→ Activity
In the records that follow, show each line where the word "query" is present.

→ Collected data
···

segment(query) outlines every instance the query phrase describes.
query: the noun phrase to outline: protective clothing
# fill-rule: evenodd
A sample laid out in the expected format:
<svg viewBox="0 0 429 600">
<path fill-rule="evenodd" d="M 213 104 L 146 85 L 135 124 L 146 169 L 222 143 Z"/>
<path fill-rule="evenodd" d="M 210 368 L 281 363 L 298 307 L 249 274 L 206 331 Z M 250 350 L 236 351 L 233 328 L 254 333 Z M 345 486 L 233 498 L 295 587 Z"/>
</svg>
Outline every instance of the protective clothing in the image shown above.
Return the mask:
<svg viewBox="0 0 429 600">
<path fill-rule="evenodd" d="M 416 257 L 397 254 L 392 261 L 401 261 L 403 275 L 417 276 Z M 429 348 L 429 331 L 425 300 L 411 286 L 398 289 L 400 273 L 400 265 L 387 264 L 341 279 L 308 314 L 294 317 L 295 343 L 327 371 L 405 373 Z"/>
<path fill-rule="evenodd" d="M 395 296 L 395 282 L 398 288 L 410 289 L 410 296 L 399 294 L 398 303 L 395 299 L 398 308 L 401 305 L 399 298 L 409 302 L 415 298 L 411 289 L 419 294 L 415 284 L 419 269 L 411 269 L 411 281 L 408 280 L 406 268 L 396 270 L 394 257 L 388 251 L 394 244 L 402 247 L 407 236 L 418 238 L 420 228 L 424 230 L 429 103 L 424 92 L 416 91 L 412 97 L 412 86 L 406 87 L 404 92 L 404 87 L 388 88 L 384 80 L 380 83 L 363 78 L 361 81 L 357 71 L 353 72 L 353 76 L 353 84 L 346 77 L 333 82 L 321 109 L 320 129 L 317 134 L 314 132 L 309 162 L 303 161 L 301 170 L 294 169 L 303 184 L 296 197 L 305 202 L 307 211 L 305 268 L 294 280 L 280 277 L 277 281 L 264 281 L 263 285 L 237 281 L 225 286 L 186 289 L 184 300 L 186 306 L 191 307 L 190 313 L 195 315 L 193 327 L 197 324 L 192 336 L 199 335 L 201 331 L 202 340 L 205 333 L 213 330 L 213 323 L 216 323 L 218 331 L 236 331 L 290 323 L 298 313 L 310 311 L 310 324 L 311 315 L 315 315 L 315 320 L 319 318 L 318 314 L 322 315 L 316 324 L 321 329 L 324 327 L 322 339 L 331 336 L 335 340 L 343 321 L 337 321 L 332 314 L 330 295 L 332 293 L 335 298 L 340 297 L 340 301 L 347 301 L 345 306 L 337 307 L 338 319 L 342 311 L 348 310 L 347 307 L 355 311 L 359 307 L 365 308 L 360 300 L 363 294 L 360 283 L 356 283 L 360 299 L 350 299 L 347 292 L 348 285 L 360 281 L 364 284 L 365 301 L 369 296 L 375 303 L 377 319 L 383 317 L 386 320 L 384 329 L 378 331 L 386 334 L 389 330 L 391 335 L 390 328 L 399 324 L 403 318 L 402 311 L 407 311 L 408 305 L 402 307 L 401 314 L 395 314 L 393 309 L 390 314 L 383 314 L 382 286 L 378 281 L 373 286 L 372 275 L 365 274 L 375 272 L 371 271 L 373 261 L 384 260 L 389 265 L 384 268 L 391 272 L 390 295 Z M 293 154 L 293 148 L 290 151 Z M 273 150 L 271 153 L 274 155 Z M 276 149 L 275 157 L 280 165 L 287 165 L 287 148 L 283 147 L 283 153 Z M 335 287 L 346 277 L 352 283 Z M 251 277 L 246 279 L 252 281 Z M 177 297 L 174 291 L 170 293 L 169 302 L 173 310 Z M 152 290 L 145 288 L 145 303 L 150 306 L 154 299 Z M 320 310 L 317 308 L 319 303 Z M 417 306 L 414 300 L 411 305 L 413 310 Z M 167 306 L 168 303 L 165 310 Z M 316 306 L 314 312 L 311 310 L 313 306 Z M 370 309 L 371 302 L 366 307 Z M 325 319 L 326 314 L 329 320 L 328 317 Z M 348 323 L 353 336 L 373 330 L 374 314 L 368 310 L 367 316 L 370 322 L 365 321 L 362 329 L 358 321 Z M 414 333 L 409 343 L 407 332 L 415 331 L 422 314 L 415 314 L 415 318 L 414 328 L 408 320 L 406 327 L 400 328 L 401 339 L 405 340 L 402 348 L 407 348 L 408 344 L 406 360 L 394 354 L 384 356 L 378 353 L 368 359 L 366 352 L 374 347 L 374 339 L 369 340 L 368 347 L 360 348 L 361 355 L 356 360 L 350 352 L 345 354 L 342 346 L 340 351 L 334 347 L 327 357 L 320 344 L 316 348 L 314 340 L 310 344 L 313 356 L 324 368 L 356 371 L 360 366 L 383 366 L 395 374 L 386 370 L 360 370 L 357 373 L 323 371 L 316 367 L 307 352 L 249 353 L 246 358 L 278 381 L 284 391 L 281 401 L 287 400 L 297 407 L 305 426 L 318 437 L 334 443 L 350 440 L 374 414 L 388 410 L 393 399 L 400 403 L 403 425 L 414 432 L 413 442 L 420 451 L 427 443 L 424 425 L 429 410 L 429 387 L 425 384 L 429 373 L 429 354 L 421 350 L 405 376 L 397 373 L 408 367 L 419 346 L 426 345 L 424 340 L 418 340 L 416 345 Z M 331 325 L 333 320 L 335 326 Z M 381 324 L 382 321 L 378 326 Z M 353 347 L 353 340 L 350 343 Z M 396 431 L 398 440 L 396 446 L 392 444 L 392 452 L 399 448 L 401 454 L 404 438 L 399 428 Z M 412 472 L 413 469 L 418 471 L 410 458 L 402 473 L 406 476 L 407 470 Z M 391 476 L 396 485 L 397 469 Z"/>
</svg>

···

→ Answer space
segment(query) outlines every instance the query phrase describes.
query: the noun phrase to outline: protective clothing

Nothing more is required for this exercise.